**Required actions:**
**A)** In the dice-sum text, list every sum in the diagram row labeled 1.
**B)** Summarize the dice-sum text in two sentences.
**C)** Reproduce the part of the dice-sum text that opens with "Probability that the" and closes with "general formula look?", swapping "diagram" for "table".

Probability that the sum of $k$ dice is $n$
The probability of two dice summing to k is simple enough, make a diagram of the throws,
$$ \begin{array}{c} &|&1&2&3&4&5&6\\\hline 1&|&2&3&4&5&6&7\\ 2&|&3&4&5&6&7&8\\ 3&|&4&5&6&7&8&9\\ 4&|&5&6&7&8&9&\color{green}{10}\\ 5&|&6&7&8&9&\color{green}{10}&11\\ 6&|&7&8&9&\color{green}{10}&11&12\\ \end{array} $$
and the probability of a sum is just the length of the corresponding diagonal divided by $36$. For instance, $\mathrm{P}(\mathrm{sum} = 10) = \frac{3}{36} = \frac{1}{12}$. However, it's not as easy to draw a diagram for three dice or more, so how would a general formula look?
Solution 1:
Following the notation and steps of this previous answer: let $n$ dice of $D$ sides each one numbered from $1$ to $D$, then we can represent the throw of these dice as
$$\begin{align}f(x)&=(x^1+x^2+\ldots+x^D)^n=\left(x\sum_{k=0}^{D-1} x^k\right)^n=\left(x\frac{1-x^D}{1-x}\right)^n\\&=x^n\sum_{k=0}^n(-1)^k\binom{n}{k}x^{kD}\sum_{j=0}^\infty\binom{n+j-1}{n-1}x^j\tag{1}\end{align}$$
Now we want to find a formula for the coefficient of the monomial $x^S$ in the expansion of $f$, denoted by $[x^S]f(x)$. This coefficient represent the different ways that the sides of the $n$ thrown dice add up to $S$. From $(1)$ we can see that $S$ will have the form $S=n+kD+j$, thus
$$\bbox[5px,border:2px solid gold]{[x^S]f(x)=\sum_{k=0}^M(-1)^k\binom{n}{k}\binom{S-kD-1}{n-1},\quad M:=\left\lfloor \frac{S-n}{D}\right\rfloor}\tag2$$
The details of the algebraic manipulations to achieve the formula stated in $\rm (2)$ are in the answer previously linked. I dont know if this formula can be simplified further in an useful way.
Finally note that because the dice are fair then each side of each dice have the same probability to show up, so $$ P(\operatorname{sum}=S)=\frac{[x^S]f(x)}{D^n}\tag3 $$

**Dataset rows:**
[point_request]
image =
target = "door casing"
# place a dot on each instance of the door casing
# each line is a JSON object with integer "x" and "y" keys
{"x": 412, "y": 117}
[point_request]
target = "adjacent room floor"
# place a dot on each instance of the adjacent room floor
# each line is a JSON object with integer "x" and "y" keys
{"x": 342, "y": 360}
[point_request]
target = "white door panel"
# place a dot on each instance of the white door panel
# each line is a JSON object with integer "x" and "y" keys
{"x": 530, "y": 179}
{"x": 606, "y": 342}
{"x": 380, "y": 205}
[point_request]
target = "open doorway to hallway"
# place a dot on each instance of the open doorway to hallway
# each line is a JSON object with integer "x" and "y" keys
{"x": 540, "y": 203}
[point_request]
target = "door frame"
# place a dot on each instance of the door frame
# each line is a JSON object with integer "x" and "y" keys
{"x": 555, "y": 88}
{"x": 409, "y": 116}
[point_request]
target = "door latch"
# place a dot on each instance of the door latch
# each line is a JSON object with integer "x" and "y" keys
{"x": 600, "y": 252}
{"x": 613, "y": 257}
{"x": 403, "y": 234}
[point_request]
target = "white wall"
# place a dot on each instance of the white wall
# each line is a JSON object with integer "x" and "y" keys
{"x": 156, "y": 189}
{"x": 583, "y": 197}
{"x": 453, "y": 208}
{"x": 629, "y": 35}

**Task results:**
**A)** 2, 3, 4, 5, 6, 7

**B)** For two dice, the probability of a sum is the length of the matching diagonal in a diagram of the throws divided by 36, but drawing such a diagram is not as easy for three or more dice. The solution represents a throw of n dice with D sides as the polynomial f(x) = (x^1 + x^2 + … + x^D)^n, gives a formula for the coefficient of x^S as an alternating sum of binomial products, and divides that coefficient by D^n to get the probability that the sum is S.

**C)**
Probability that the sum of $k$ dice is $n$
The probability of two dice summing to k is simple enough, make a table of the throws,
$$ \begin{array}{c} &|&1&2&3&4&5&6\\\hline 1&|&2&3&4&5&6&7\\ 2&|&3&4&5&6&7&8\\ 3&|&4&5&6&7&8&9\\ 4&|&5&6&7&8&9&\color{green}{10}\\ 5&|&6&7&8&9&\color{green}{10}&11\\ 6&|&7&8&9&\color{green}{10}&11&12\\ \end{array} $$
and the probability of a sum is just the length of the corresponding diagonal divided by $36$. For instance, $\mathrm{P}(\mathrm{sum} = 10) = \frac{3}{36} = \frac{1}{12}$. However, it's not as easy to draw a table for three dice or more, so how would a general formula look?